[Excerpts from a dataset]
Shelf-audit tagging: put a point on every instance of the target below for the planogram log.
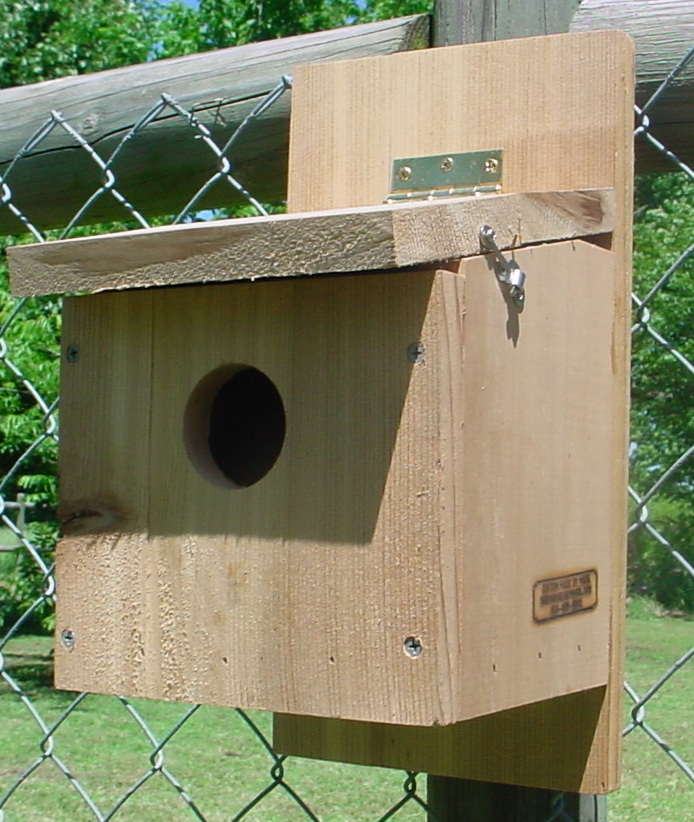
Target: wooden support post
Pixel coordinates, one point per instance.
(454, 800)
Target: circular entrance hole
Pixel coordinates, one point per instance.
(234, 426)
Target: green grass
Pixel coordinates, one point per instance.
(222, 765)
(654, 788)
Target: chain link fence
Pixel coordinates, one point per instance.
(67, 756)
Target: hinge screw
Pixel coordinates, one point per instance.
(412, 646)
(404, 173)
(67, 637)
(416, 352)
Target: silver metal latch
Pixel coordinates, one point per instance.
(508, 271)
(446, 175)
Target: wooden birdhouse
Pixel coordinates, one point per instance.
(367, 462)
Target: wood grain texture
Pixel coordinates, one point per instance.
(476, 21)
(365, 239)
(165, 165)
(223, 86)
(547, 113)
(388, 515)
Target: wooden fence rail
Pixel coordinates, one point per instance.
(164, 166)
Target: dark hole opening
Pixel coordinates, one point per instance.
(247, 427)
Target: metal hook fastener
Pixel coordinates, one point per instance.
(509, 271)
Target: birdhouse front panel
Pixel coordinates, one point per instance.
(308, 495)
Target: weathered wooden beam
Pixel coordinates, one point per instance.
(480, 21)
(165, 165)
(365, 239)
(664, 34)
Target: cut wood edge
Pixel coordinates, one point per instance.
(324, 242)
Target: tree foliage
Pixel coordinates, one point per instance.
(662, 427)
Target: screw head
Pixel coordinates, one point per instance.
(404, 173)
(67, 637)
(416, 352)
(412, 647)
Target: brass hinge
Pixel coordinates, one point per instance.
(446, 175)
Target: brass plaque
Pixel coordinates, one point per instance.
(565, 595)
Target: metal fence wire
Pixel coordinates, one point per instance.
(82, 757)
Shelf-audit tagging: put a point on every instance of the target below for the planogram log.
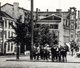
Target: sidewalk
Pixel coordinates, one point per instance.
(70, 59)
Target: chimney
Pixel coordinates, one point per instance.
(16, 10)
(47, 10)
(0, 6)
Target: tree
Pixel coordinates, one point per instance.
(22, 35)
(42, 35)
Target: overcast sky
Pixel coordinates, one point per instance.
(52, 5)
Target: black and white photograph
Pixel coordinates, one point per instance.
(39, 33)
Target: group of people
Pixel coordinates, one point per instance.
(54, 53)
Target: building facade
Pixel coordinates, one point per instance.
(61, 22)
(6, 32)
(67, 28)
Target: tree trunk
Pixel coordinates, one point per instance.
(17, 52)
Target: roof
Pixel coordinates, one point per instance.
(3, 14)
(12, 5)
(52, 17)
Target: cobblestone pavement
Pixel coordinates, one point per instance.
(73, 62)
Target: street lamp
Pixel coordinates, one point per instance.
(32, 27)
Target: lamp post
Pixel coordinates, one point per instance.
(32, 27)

• _AIM OF THE EXERCISE_
Please filter the data down to the lines containing the word "birdhouse".

• _WRITTEN RESPONSE_
Target: wooden birdhouse
Target: birdhouse front panel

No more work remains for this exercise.